**Exercise**
Identify every line in the entries below that contains the string "phrase", and copy each such line in full. Matching is case-sensitive.

**Data to process**
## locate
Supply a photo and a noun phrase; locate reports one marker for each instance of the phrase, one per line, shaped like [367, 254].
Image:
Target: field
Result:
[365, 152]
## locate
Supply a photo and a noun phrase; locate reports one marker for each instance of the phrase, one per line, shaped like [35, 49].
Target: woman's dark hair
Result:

==

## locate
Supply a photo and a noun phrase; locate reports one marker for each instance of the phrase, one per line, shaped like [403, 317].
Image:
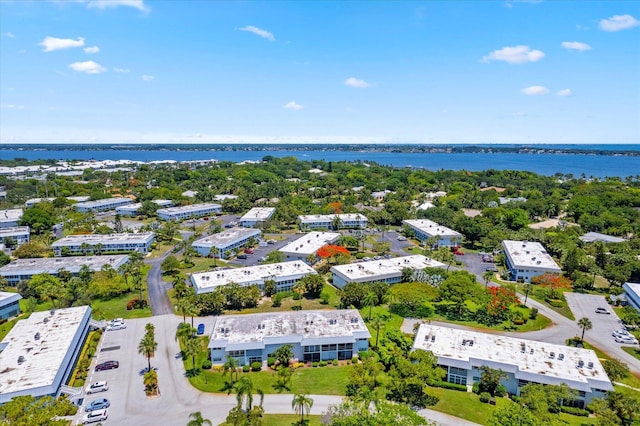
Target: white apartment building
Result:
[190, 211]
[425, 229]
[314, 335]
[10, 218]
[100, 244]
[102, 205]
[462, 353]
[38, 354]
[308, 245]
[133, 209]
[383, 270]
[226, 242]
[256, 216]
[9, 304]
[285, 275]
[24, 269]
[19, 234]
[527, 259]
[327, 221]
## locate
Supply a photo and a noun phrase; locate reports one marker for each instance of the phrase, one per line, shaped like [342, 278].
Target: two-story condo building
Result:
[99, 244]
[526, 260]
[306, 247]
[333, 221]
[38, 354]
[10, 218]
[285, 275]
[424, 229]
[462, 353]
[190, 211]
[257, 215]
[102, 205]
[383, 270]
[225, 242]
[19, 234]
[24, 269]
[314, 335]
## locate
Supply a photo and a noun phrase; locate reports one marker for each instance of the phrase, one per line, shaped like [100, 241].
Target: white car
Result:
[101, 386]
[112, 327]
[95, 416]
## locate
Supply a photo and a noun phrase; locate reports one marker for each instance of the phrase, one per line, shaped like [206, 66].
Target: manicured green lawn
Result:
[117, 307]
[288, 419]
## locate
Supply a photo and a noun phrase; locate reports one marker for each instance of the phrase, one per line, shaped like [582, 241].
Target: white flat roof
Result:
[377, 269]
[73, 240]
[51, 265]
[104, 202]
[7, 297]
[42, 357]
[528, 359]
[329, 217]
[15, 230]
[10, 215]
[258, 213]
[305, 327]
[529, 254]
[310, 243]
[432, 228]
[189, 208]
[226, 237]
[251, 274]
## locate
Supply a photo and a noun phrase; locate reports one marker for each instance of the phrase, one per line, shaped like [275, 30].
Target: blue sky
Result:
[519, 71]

**Result of the task**
Supply a photo and a noun phrase; locate reports one marker for each instance of the phrase, one per line, shaped like [367, 254].
Supply a photo and a noun phrase; locate reports one marker for each instance of the phrase, one per line, shaped like [35, 49].
Supply a photo and a noun phrase; locate reports one marker for each instance of the phrase, one per line, shaped like [403, 317].
Supply a photo and a noun phrase; locate reports one marker for each instance of the phrase, one per line, shaped like [342, 278].
Supply a photo and a noun phrase; locate reports one marker for each instance of the phrase, one per line, shaped like [100, 241].
Supply a photo and a noun phrase; locate reports one marker for each instance of the phrase, one per line, shaped like [206, 66].
Supply a photo and a noun phrase; locate reports one marker for each instance of the phrase, one per line, shaped like [582, 241].
Supply a photo and a noun phrase; locate reports one marker for each instance of the phrase, one per line, shaped like [275, 30].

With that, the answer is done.